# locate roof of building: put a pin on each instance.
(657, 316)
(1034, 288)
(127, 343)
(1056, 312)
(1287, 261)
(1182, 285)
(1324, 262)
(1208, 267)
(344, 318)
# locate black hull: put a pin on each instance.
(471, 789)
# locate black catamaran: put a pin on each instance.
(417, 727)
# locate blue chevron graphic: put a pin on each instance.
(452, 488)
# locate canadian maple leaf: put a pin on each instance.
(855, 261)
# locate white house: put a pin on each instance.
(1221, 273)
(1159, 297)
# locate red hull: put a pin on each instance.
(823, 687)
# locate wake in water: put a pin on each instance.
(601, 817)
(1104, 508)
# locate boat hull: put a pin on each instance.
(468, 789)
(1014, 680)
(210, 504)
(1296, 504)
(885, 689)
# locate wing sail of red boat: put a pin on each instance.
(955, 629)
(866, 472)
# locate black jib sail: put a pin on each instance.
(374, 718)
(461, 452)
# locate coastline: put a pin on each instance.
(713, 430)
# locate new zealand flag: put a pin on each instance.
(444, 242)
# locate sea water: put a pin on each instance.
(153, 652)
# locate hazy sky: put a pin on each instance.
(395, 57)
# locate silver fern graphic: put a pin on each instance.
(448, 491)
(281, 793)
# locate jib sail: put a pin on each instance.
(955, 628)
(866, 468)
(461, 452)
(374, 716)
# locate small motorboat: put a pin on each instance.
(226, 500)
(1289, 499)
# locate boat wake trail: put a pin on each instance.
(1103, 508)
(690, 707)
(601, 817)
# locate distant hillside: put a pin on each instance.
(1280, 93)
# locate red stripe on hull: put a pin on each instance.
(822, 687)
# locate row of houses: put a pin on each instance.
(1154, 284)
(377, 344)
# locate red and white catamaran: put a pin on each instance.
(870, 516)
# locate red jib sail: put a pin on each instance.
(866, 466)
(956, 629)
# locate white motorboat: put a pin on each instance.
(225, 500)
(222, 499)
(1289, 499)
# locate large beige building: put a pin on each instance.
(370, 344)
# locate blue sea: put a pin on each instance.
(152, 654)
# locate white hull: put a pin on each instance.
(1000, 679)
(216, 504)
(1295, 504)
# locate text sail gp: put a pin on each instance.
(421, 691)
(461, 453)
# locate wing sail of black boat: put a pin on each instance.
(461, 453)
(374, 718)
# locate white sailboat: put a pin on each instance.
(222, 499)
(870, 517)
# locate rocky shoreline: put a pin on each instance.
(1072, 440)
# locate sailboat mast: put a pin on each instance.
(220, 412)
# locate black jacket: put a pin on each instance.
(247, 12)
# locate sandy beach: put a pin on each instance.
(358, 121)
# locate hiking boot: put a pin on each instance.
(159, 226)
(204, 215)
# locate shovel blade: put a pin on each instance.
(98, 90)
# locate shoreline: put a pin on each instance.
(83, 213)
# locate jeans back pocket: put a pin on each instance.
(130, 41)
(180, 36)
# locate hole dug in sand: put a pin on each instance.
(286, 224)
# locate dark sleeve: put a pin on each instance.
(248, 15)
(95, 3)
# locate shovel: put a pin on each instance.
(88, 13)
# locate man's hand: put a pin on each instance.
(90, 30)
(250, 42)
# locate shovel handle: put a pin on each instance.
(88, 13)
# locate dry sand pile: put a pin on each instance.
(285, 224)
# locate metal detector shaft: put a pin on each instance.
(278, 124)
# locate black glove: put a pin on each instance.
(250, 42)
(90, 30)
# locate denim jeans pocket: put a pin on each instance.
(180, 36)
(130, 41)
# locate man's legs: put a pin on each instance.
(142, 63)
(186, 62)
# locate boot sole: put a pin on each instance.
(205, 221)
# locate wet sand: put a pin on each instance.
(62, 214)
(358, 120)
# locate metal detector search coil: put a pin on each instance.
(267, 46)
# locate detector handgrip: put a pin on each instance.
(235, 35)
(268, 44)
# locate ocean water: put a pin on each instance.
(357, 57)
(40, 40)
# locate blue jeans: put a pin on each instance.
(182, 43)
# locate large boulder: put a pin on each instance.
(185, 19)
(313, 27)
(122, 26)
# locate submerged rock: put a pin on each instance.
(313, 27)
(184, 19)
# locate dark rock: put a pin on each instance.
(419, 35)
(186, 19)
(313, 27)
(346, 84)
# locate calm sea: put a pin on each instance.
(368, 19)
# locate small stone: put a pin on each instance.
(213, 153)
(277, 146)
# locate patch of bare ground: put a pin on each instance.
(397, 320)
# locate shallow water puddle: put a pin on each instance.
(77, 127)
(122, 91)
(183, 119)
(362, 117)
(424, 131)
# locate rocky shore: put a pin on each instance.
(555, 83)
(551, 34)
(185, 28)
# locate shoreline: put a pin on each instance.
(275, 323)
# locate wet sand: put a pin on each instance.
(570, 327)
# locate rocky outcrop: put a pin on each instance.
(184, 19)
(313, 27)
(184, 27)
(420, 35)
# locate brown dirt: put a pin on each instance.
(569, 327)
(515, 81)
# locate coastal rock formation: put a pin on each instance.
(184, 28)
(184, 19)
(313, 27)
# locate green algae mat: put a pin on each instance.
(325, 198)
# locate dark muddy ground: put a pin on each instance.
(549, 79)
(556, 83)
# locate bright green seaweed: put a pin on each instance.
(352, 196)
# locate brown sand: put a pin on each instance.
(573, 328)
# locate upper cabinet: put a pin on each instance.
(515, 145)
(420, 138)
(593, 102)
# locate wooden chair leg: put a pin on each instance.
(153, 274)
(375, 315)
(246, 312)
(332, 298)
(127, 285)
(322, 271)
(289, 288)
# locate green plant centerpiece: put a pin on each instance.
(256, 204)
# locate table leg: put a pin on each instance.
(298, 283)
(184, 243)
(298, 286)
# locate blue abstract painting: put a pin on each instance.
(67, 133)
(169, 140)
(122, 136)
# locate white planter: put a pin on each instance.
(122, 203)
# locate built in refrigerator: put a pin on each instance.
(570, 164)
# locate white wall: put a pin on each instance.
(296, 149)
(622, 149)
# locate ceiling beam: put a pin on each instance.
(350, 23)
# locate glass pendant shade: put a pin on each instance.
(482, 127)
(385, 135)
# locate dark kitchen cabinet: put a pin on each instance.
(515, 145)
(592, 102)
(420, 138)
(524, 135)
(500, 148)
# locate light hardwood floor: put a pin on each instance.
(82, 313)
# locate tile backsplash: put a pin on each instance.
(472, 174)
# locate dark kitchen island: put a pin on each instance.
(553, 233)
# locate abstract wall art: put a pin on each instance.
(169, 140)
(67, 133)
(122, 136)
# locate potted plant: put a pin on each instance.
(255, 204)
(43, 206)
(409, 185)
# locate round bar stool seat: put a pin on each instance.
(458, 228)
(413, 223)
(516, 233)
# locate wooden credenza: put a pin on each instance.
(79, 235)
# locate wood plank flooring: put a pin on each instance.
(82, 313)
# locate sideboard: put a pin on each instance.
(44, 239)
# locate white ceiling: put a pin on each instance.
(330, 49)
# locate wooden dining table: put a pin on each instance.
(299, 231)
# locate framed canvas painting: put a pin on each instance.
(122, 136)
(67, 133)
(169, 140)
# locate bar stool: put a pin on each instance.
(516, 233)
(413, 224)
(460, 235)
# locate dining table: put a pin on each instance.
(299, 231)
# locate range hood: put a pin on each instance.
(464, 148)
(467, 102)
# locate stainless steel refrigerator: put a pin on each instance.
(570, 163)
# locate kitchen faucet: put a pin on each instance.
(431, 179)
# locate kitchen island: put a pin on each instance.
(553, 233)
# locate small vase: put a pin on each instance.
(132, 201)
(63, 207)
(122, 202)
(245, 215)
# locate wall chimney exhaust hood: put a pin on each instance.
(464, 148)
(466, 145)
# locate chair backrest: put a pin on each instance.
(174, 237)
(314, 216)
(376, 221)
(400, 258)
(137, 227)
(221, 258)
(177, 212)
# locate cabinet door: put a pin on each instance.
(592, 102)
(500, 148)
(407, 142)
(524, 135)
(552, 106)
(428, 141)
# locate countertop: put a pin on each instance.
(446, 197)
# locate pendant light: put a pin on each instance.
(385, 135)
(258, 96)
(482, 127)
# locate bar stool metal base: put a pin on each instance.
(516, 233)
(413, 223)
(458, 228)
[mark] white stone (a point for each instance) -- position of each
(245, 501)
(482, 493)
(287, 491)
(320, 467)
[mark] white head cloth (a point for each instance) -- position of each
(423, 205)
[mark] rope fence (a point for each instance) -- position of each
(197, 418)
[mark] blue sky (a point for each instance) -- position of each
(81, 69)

★ ★ ★ ★ ★

Problem to work on
Look above for the line containing "[mark] rope fence", then please write out that line and each one after it through the end, exactly, with nothing else.

Written reply
[mark] rope fence (a point for each instance) -- position of each
(197, 418)
[mark] blue sky (a point for each instance) -- position of each
(81, 69)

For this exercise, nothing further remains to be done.